What is expected: Write out the entries verbatim and leave the images out of the copy.

+++++

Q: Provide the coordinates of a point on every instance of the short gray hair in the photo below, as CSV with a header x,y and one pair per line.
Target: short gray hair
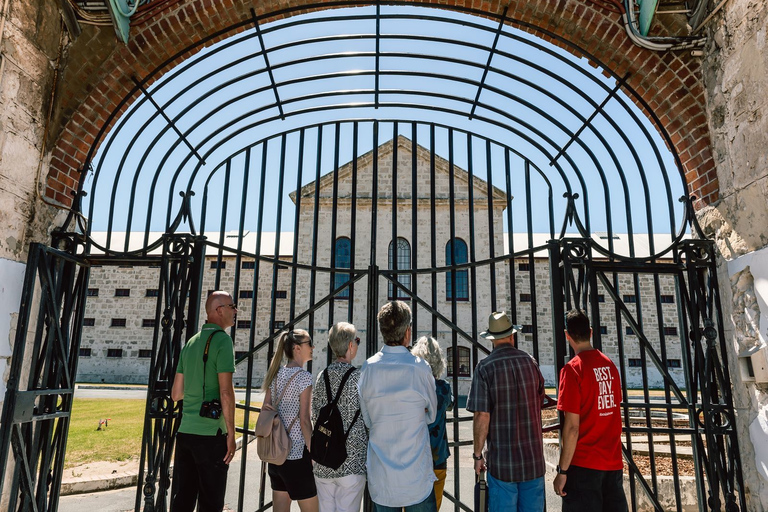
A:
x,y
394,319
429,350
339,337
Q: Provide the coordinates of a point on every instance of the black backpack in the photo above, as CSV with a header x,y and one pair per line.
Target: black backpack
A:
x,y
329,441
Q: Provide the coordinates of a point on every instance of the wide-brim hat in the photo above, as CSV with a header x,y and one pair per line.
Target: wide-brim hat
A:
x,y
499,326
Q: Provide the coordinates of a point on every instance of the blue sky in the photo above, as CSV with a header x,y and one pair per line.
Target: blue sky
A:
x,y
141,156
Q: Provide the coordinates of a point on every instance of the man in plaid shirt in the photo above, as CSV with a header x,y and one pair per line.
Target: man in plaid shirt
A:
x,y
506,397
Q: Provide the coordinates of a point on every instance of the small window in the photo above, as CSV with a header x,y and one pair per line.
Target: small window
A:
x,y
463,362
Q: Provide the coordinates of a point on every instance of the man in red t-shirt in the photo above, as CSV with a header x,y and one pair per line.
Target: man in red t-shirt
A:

+++++

Solved exercise:
Q: Provide the coordinates of a point on every instance of the short gray hair in the photo below, as CSV with a header x,y and one pair per line.
Target: short gray hair
A:
x,y
394,319
429,350
339,337
Q: Provide the coordinates of a point on every instance of the black backpack in the photo above, as CSV with a header x,y and one pair per line.
Target: black backpack
A:
x,y
329,441
Q: Provide the coordinates of a point on every instance of the wide-brim hat in the photo above, as CSV with a header x,y and one pair per line.
Target: wide-brim hat
A:
x,y
499,326
Q: Provide the coordinates of a point on every instance of the blue sky in the photo above, as CSV with a header x,y and one pair per line.
Target: blue sky
A:
x,y
141,156
Q: Provide the coordinates of a point on every instance of the man in plaid shirt in the photo above, as CSV with a header x,y and one pair per line.
Target: man in plaid shirt
A:
x,y
506,397
Q: Provide the coordinates of a point on every instance of the small window in the photo above, as CSV with a header x,y and one pair per line.
Target: small window
A:
x,y
463,362
Q: Provide the coordinates of a point on every instance of the man in red t-shirt in the photo above, as CSV with a header x,y and one pair per line.
Target: man in red t-shirt
A:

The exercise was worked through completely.